What the task asks → Leave the pictures aside and copy all the data exactly.

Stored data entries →
__________

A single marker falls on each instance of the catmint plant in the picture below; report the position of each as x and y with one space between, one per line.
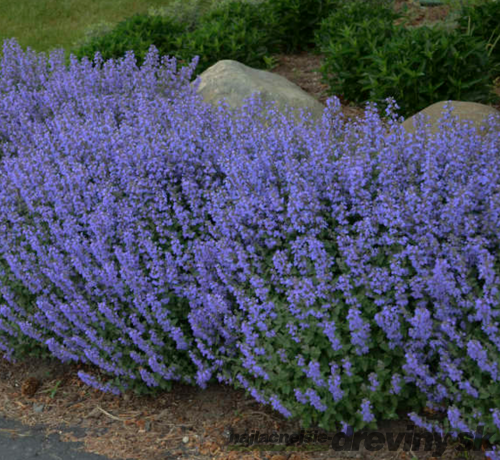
333 271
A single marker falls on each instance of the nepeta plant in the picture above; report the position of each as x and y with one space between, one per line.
334 272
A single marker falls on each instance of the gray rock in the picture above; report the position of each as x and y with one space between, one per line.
477 113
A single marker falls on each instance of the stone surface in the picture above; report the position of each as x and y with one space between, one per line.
477 113
236 82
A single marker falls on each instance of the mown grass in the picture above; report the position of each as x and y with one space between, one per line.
44 25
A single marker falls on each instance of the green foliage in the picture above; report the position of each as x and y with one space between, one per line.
373 60
483 21
137 33
346 46
299 19
239 31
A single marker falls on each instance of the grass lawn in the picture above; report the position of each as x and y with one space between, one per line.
44 25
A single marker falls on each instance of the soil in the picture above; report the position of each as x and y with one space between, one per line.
302 69
186 422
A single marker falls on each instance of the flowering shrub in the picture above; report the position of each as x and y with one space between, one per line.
333 272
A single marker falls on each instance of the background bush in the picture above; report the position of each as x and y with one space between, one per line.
373 59
483 21
137 34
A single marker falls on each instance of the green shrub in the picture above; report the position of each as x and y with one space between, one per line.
239 31
483 21
137 33
345 47
299 19
374 60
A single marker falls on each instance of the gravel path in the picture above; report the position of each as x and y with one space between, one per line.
21 442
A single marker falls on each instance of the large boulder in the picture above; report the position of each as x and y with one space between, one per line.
477 113
236 82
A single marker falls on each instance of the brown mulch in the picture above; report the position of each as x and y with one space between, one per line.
186 422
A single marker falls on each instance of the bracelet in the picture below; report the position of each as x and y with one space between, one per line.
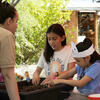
57 74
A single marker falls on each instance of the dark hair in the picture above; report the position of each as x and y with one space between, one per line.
6 11
59 30
84 46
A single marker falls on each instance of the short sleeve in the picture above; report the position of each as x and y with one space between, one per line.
71 59
7 51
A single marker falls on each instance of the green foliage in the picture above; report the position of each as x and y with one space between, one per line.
35 16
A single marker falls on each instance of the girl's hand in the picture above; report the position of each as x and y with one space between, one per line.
53 82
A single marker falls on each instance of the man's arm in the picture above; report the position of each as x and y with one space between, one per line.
10 82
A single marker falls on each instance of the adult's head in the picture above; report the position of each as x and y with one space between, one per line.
8 16
55 40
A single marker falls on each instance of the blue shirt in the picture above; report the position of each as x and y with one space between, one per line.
93 72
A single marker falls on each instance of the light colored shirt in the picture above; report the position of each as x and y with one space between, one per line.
93 72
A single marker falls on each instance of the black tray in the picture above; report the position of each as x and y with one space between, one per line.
53 93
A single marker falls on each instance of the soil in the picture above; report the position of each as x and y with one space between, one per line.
25 86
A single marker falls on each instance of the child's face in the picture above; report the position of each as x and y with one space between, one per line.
83 62
54 41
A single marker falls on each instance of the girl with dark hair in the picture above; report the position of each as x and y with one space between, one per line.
56 57
87 69
8 25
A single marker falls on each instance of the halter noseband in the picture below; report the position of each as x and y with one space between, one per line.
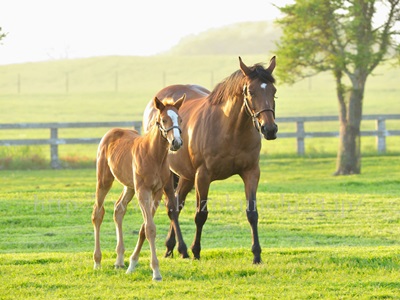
251 113
164 131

__________

Expected output →
A single marker falls on each instance of the catmint plant in the picture below; report the position of each as x and y with one space between, one per line.
333 271
A single marker falls on each instance of the nepeta plant in the picture above; report the position of each as x and y with one space between, one per line.
334 272
A single marker falls on each instance of the gray rock in the picture above; report the position of each as x and y with one space between, one per line.
477 113
A single marker falls on each instance of the stone surface in the picture above; report the position of each as x and y with one space between, one per line.
477 113
236 82
A single marker falls on each instance of the mown grass in the picture above; report the position of each as x and y with one space between, one per line.
44 25
A single marker falls on each instance of the green foliage in the picture above; report the position of each as x and y with one space between, one per line.
373 60
483 21
137 33
346 46
299 19
239 31
A single marker falls on each instance of the grass lawn in the picture above; report the position of each as x and y with one space between, one per line.
44 25
A single marker falls on each instance of the soil in the picture above; report the position of each as x and y with one space between, one per line.
302 69
186 422
A single marker falls on each instance of the flowering shrub in the picture above; report the position of each as x and y with one space between, one per line.
333 272
A single marker falls on each instance of the background bush in the picture above; report the position of each as x and y with one space between, one per line.
373 59
483 21
137 34
A single marker falls on each instance of the green shrub in the picture above; report the position of each as x and y with one space between, one per line.
239 31
483 21
137 33
345 47
299 19
374 60
A single marker falls on each instance of the gravel path in the picture above; report the position of each as x and y with one space between, one per line.
21 442
A single marker falls on each instance of the large boulder in the picture above; report the position of each as x and y with one space between, one per line.
477 113
236 82
A single marker falls on each instance of the brown mulch in the picture above; report the position of each as x and y with one space between, one per line.
186 422
A single marker falls on each instance of the bracelet in the picture below; report the position of each as x and y with one space between, one per line.
57 74
A single marker falls on each instance of the dark hair in the picture above; report the position of each as x and y with one space between, one per line.
6 11
59 30
84 46
A single marker falls on each instance of the short sleeve in the picture above; report the position of each as x and y with one space between, one per line.
71 59
7 51
A single marker falls on each instance of the green foliage in the picture above; report the position of each as x and y with one space between, one per line.
35 16
A single marker falls on each instance of the girl's hand in the picture above; report the position of each as x and y with one space between, one per line.
53 82
A single marker falls on each instance of the man's arm in the picture above; report the position of each as x and y with one space between, one per line.
10 82
A single marker falls on each instance of the adult's head in the picture above; report the position of each as x and y with one space between, one per line.
8 16
55 40
A single marker falls on each instance of the blue shirt in the picture above; report the position of each as x and y with one space between, one per line.
93 72
A single marker falls on each instance of the light colored shirt in the picture above; report the position of each as x and y with one space between, one per line.
93 72
A single marker falls on each instance of the black tray in the picture above; report the position of each as x and y with one space between, one per line.
53 93
A single marker falls on each instance of the soil in the picture above; report the position of each as x and y with one space between, one per line.
25 86
A single marker falls on each instance of the child's face in the picture above; report the position of each as x and y with one space between, one per line.
83 62
54 41
A single marker falls on each instance of the girl with dark hair in the picture above; report the position of each as x and y with one space between, one per line.
56 57
87 69
8 25
A single marker falls on each instance of the halter noseband in the picture below; report the position of each as x and y with one space between, one per line.
251 113
164 131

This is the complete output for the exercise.